Pick out every line of the items below that contains the word "segment", and copy each one. Treat case as significant.

(Entries taken from a collection)

******

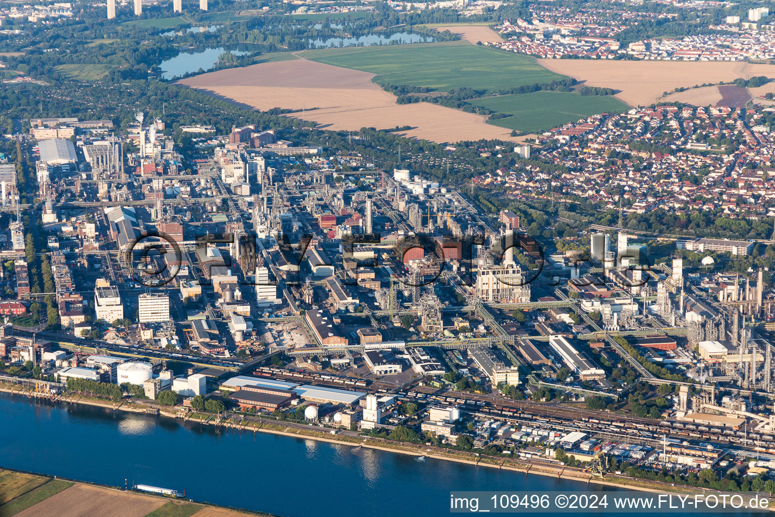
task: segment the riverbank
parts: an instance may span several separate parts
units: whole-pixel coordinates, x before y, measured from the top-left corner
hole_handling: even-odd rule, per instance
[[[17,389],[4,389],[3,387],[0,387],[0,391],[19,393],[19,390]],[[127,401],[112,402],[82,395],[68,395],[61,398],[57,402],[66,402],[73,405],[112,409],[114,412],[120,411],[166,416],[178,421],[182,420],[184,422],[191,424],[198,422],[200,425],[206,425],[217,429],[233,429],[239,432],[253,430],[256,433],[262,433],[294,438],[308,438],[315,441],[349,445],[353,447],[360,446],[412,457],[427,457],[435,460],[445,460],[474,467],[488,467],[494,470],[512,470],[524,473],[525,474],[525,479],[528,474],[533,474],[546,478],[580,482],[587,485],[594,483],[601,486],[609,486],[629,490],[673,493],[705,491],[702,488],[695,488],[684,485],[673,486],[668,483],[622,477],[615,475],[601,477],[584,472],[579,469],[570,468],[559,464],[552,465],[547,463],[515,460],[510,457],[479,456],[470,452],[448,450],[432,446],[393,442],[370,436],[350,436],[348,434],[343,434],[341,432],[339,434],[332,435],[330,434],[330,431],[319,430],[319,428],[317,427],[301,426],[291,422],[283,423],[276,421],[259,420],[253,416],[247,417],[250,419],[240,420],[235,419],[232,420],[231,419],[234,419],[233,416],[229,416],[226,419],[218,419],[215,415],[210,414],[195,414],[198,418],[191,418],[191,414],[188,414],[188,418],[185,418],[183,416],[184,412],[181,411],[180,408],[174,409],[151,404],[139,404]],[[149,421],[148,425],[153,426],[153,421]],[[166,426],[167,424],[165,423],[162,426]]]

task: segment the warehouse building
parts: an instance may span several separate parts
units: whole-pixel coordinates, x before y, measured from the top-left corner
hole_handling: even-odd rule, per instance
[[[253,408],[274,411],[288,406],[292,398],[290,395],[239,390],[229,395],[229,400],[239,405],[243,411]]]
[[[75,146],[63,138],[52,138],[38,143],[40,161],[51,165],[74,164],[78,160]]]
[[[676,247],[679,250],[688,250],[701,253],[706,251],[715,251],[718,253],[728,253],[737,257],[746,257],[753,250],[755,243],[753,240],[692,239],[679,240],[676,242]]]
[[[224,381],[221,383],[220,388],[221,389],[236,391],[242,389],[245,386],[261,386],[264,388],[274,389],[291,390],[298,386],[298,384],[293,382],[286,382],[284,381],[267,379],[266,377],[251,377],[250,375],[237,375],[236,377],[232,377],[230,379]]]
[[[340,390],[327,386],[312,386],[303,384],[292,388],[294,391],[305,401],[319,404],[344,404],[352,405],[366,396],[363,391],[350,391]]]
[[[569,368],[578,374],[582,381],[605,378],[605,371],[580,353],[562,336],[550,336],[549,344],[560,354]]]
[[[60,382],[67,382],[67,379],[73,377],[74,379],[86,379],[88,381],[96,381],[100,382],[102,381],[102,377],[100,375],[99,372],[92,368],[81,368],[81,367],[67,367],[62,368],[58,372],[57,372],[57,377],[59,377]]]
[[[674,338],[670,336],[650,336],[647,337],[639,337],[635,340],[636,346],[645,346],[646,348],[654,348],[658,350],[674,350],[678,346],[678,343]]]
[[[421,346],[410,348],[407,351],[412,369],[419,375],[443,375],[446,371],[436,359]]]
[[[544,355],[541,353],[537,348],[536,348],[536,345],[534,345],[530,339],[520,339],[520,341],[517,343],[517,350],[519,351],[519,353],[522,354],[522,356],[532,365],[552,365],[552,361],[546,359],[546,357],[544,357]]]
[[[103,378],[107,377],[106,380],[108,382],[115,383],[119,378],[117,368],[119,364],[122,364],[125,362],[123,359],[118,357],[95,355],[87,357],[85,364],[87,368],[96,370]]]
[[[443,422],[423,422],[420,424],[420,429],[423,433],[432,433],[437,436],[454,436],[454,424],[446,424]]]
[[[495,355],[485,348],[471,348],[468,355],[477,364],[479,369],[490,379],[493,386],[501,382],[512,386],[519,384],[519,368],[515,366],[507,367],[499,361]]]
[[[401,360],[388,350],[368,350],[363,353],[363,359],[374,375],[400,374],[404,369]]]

******

● **Correct answer**:
task: segment the riverbank
task: segment the warehouse building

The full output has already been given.